> ABOUT THIS TASK
If a line in the data holds "lattice", copy that line out in full.

-- THE INPUT follows --

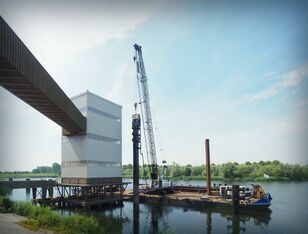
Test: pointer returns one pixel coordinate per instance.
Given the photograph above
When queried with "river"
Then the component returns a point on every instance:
(288, 214)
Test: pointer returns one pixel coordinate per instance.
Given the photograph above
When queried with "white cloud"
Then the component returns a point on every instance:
(59, 35)
(290, 79)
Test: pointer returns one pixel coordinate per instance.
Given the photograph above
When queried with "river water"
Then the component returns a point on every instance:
(288, 214)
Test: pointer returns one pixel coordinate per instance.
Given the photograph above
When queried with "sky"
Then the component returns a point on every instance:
(235, 72)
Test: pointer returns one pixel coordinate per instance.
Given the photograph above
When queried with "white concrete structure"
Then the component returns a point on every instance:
(96, 156)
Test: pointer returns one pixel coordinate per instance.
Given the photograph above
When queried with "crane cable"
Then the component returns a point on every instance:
(135, 83)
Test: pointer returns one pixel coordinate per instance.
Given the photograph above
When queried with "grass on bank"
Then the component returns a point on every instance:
(46, 218)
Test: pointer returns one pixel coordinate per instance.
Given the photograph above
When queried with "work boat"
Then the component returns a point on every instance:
(254, 198)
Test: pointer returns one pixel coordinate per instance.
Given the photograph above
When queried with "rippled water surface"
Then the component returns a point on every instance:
(288, 214)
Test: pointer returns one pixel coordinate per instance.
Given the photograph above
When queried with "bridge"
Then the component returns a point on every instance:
(22, 75)
(18, 184)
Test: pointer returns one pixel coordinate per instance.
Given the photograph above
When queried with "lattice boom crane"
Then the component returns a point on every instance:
(146, 113)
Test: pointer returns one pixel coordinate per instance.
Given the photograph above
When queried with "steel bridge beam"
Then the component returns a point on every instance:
(22, 75)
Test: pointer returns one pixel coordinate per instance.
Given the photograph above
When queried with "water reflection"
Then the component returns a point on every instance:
(156, 218)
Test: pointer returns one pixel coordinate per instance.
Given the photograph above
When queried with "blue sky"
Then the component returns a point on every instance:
(234, 72)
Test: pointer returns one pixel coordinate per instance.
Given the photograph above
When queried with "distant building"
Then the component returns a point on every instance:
(94, 157)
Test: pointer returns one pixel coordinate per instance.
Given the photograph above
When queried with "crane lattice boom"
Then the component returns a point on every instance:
(146, 112)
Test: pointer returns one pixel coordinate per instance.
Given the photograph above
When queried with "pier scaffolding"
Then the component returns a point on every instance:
(87, 196)
(50, 192)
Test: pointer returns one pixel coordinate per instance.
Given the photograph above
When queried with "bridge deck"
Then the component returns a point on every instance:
(28, 184)
(22, 75)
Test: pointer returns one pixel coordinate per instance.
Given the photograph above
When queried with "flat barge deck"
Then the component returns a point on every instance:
(192, 197)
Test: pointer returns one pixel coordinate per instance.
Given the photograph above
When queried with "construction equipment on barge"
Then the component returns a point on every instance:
(235, 196)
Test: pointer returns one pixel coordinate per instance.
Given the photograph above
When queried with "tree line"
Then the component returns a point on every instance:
(255, 171)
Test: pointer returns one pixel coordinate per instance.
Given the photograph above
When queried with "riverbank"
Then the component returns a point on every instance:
(12, 224)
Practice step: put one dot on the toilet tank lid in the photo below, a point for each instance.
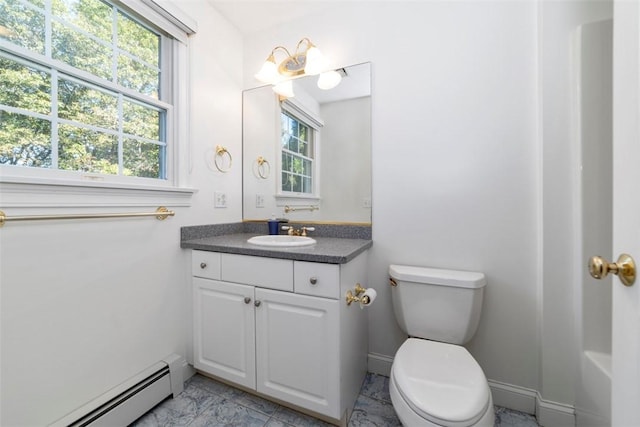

-- THE INPUT concluded --

> COMPLETED TASK
When queried with "lattice boom crane"
When queried with "crane lattice boom"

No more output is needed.